_The task_
Repeat the records below exactly.

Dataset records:
================================
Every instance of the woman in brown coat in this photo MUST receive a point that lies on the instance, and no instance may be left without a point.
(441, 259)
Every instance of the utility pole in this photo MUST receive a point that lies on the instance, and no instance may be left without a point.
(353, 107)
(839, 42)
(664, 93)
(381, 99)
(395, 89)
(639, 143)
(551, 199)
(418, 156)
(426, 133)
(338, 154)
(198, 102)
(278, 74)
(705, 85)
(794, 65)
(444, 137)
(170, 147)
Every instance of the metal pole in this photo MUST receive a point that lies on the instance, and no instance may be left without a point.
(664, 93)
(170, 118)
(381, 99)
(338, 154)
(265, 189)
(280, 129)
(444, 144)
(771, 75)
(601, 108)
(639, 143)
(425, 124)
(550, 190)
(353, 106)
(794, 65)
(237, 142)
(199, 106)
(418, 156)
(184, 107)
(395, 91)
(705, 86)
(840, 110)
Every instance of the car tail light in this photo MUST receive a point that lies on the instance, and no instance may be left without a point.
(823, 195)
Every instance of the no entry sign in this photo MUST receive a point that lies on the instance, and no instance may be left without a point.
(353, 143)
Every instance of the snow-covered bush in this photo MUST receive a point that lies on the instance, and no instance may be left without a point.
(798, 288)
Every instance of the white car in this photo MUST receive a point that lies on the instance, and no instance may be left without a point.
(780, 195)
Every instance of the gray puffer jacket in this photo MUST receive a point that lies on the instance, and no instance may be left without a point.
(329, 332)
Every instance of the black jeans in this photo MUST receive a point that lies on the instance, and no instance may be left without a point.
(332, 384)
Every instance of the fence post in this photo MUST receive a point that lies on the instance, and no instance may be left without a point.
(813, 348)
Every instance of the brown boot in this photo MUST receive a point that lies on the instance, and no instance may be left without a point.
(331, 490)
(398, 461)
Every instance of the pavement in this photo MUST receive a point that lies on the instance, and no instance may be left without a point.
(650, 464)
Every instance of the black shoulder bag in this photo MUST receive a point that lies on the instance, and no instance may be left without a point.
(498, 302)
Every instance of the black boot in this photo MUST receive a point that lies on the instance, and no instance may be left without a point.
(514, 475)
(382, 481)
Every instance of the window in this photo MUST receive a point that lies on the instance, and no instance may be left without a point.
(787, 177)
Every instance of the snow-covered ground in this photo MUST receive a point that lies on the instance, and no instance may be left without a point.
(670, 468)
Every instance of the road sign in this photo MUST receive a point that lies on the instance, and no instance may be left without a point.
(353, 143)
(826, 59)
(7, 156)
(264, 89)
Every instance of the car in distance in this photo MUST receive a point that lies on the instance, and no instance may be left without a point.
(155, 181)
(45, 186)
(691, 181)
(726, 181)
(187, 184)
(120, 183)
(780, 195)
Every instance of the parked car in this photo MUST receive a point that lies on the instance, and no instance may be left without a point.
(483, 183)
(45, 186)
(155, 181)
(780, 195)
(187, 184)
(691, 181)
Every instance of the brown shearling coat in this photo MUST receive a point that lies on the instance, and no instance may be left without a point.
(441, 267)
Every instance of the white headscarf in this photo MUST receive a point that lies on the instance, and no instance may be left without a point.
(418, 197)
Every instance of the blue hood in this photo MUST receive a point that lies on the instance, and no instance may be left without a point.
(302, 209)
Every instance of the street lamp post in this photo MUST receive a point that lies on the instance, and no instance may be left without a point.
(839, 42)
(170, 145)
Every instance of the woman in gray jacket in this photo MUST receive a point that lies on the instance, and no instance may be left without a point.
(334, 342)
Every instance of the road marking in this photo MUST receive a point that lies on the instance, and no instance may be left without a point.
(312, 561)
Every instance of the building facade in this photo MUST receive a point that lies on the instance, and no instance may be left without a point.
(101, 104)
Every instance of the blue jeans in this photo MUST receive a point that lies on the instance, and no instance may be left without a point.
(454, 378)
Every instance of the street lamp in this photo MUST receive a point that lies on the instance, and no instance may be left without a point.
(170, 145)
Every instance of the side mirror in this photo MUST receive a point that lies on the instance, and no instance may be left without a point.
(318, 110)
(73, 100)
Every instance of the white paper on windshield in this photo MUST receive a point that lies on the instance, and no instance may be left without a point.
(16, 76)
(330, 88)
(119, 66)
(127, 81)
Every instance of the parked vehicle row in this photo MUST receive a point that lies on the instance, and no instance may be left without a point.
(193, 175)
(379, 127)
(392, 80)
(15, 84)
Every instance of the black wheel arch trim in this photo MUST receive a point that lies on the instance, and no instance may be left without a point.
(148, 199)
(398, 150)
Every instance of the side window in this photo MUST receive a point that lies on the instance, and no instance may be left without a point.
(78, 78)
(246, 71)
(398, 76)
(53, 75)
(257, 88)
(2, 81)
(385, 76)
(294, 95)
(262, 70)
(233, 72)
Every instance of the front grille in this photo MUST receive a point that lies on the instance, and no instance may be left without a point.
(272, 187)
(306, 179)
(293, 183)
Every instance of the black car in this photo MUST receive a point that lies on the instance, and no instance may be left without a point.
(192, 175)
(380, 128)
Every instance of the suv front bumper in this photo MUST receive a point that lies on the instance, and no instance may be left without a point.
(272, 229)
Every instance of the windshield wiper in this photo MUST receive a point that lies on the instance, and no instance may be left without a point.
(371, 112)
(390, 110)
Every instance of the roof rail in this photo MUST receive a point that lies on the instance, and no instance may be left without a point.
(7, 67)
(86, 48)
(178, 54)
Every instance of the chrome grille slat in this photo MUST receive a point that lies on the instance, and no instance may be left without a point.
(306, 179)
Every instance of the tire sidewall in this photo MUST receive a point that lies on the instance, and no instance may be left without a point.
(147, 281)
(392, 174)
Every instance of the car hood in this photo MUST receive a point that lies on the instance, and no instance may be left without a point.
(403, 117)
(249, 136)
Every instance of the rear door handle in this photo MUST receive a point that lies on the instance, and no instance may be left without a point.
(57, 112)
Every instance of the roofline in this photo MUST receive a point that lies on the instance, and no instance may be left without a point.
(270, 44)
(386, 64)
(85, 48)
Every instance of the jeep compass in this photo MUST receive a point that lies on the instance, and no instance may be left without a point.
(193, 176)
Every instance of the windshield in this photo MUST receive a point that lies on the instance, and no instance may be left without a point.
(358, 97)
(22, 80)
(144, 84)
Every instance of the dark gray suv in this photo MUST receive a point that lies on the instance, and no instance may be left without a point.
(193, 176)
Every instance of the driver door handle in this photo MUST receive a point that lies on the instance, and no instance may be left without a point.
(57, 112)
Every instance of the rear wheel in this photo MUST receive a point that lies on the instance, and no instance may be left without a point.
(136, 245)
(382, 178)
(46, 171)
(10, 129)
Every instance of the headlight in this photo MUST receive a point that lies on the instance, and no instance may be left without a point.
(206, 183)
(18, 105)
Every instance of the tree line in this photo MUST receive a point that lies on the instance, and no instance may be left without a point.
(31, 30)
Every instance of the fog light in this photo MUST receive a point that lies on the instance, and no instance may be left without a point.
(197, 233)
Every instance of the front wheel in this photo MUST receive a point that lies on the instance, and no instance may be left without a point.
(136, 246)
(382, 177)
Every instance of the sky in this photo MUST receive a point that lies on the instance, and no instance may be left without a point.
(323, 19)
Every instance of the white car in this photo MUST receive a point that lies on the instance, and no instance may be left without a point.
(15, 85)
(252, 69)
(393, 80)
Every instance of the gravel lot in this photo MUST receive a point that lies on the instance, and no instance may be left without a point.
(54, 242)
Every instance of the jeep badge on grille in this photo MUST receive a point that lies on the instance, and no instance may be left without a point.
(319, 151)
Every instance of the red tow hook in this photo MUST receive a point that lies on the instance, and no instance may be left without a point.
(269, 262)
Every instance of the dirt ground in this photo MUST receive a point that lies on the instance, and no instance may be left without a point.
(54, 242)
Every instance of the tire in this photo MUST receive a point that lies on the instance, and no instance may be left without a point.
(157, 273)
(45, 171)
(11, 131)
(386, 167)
================================
_Answer space_
Every instance of the woman in brown coat in this photo MUST receive a point that lies on the instance, and no instance may be left without a point.
(441, 259)
Every instance of the utility pole in this photo MUST receive a point that lies on the instance, and no instance may be left without a point.
(353, 107)
(839, 42)
(664, 93)
(381, 99)
(395, 89)
(639, 143)
(551, 199)
(418, 156)
(426, 133)
(338, 154)
(198, 102)
(278, 74)
(705, 85)
(794, 65)
(444, 137)
(170, 147)
Every instance of the metal pole in this photo MUST receive a point that lies on the instance, and no instance may be left without a point.
(664, 93)
(170, 118)
(381, 99)
(338, 154)
(265, 189)
(280, 129)
(444, 144)
(771, 75)
(601, 108)
(639, 143)
(425, 124)
(550, 190)
(353, 106)
(794, 65)
(237, 142)
(199, 106)
(418, 156)
(184, 107)
(395, 91)
(705, 86)
(840, 110)
Every instance of the car tail light in this photo MUST receive a point that lies on the instance, and no instance may be left without a point.
(823, 195)
Every instance of the no entry sign in this photo MUST receive a point that lies on the instance, and no instance may be left without a point.
(353, 143)
Every instance of the snow-covered bush in this photo MUST receive a point that lies on the instance, and no instance may be left without a point.
(798, 288)
Every instance of the white car in this photo MUST receive a point that lies on the instance, and no instance may be left without a point.
(780, 195)
Every instance of the gray puffer jacket in this photo MUST receive a point that lies on the instance, and no instance may be left without a point.
(329, 332)
Every instance of the black jeans in this photo MUST receive a point that lies on the instance, and no instance may be left without a point.
(332, 384)
Every instance of the fence post in this photo MUST receive a point that lies on the instance, and no instance may be left without a point.
(813, 348)
Every instance of the brown boot in this photo MUST receive a point that lies on the instance, and no instance may be left without a point.
(331, 490)
(398, 461)
Every instance of the pavement in this photo MUST receive a point that lies on the instance, and no instance may be left without a point.
(650, 464)
Every instance of the black shoulder bag in this photo MUST receive a point that lies on the instance, and no instance may be left without a point.
(498, 302)
Every instance of the black boot in this photo MUST receive a point that lies on the instance, and no instance may be left without a point.
(514, 475)
(382, 481)
Every instance of the window in this photo MUST receive a point that lies on the instance, and no instance may be left without a point.
(787, 177)
Every instance of the snow-covered ground in this photo MUST receive a point that lies on the instance, and no instance may be left without a point.
(670, 468)
Every instance of the road sign in this photo MUST receive a point that lies on the instance, and no instance may be left without a point.
(353, 143)
(826, 59)
(7, 156)
(264, 89)
Every instance of the car in distance in this photo MUST receive a point that lies on the instance, and no instance may be left without a point.
(155, 181)
(45, 186)
(691, 181)
(726, 181)
(187, 184)
(120, 183)
(780, 195)
Every instance of the parked car in this photo MUST receive a point that lies on the instance, and no instance may be left without a point.
(483, 183)
(45, 186)
(155, 181)
(780, 195)
(187, 184)
(691, 181)
Every instance of the brown shearling coat in this photo MUST receive a point that lies on the instance, and no instance may be left without a point.
(441, 267)
Every instance of the white headscarf in this photo MUST receive a point that lies on the instance, and no instance may be left without a point.
(418, 197)
Every instance of the blue hood in this photo MUST receive a point that lies on the instance, and no instance may be left without a point.
(302, 209)
Every instance of the street lamp post in this photo MUST receive a point that lies on the instance, and no instance may be left without a point.
(839, 42)
(170, 145)
Every instance of the woman in gray jacket in this photo MUST receive a point that lies on the instance, and no instance may be left without a point.
(334, 342)
Every instance of the road marking in this photo MUST receive a point that lies on the instance, and no instance may be left without a point.
(312, 561)
Every instance of the building facade in this photo MUST receive a point that lies on the instance, and no instance may be left without a point.
(101, 104)
Every instance of the blue jeans in this photo MUST receive a point that lies on the instance, and no instance may be left without a point.
(454, 378)
Every instance of the street lamp in this photo MUST receive a point that lies on the instance, and no instance may be left without a point.
(170, 145)
Every instance of the side mirror in this photo MUST receive a point that lies on the instance, and no instance may be left without a point.
(318, 110)
(73, 100)
Every instance of the white paper on windshield in this photo MUST receive a point that lies on the instance, and no instance may be left without a point.
(16, 76)
(330, 88)
(119, 66)
(127, 81)
Every instance of the parked vehicle row in this photo MUST receive a point that lies on the instance, and no instance may be left without a point.
(193, 175)
(379, 127)
(392, 80)
(15, 84)
Every instance of the black wheel arch trim in this photo MUST receive a point that lies on the instance, and no instance may be left without a point.
(148, 199)
(398, 150)
Every instance of the side window in this photo MUST receive a point that lies on the instance, and no instance may be left without a point.
(78, 78)
(246, 71)
(398, 76)
(53, 75)
(257, 88)
(2, 81)
(385, 76)
(294, 95)
(262, 70)
(233, 72)
Every instance of the front grille in this photo MUST receive a point that lies on the instance, and no instance may be left without a point.
(272, 187)
(306, 179)
(293, 183)
Every instance of the black car in this photo MUST receive a point that lies on the instance, and no instance may be left without a point.
(192, 175)
(380, 128)
Every instance of the suv front bumper in this photo MUST receive a point that lies on the instance, and no instance may be left without a point.
(272, 229)
Every instance of the windshield wiper in this photo MUST receive a point that lies on the instance, and no instance may be left without a point.
(371, 112)
(390, 110)
Every instance of the roof rail in this photo MUST receive a point that lies on the instance, and no instance may be left without a point.
(7, 67)
(86, 48)
(178, 54)
Every instance of the chrome grille slat in this photo MUST receive a point that lies on the instance, and no instance may be left without a point.
(306, 179)
Every instance of the tire sidewall in this photo MUST receive a point that lies on the instance, and no instance may be left without a point.
(147, 281)
(392, 174)
Every instance of the car hood in this photo MUST receive a point that lies on the instance, and no instance may be left without a point.
(403, 117)
(249, 136)
Every instance of the rear door handle in this photo MUST receive a point that lies on the instance, and no instance may be left without a point.
(57, 112)
Every instance of the roofline in this photo MUST receive a point that lies on the instance, and no instance may be left without a point.
(270, 44)
(386, 64)
(85, 48)
Every instance of the jeep compass in this photo MUST receive a point that lies on the instance, and no instance may be left without a point.
(193, 176)
Every instance of the windshield in this photo MUST receive a point that lies on the instance, and no instance may be left without a point.
(358, 97)
(22, 80)
(144, 84)
Every instance of the dark gray suv in this photo MUST receive a point that lies on the instance, and no instance may be left without a point.
(193, 176)
Every instance of the driver door handle in this photo MUST receive a point that lies on the instance, and no instance may be left without a point.
(57, 112)
Every instance of the rear wheel in this photo MUST receive a point that lies on the instance, and no instance may be left without a point.
(136, 245)
(382, 178)
(46, 171)
(10, 129)
Every instance of the headlight in this photo MUST receive a point that lies on the instance, and no instance may be left without a point.
(206, 183)
(18, 105)
Every instance of the tree line in this photo MUST receive a point that lies on the instance, and no instance may be left without a point.
(31, 30)
Every instance of the fog light in this photo MUST receive a point that lies on the instance, and no instance may be left without a point.
(197, 233)
Every instance of the front wheel in this photo MUST receive a point that lies on the instance, and no instance may be left without a point.
(136, 246)
(382, 177)
Every instance of the sky in this photo MUST receive a point that lies on the instance, and no instance may be left without a point.
(323, 19)
Every instance of the white car in this photo MUST receive a point that lies on the instance, and no instance may be left without a point.
(15, 85)
(252, 69)
(393, 80)
Every instance of the gravel lot in this photo MUST receive a point that lies on the instance, and no instance may be left without a point.
(54, 242)
Every instance of the jeep badge on grille in this photo MUST receive a point that lies on the instance, and no instance may be left without a point.
(319, 151)
Every instance of the red tow hook in this photo MUST receive a point that lies on the instance, and no instance may be left without a point.
(269, 262)
Every instance of the dirt ground in this photo MUST receive a point that lies on the instance, and no instance may be left without a point.
(54, 242)
Every instance of the tire in this photo MUST receive a point that lies on the instance, and no instance may be left without a point.
(157, 273)
(45, 171)
(11, 131)
(386, 167)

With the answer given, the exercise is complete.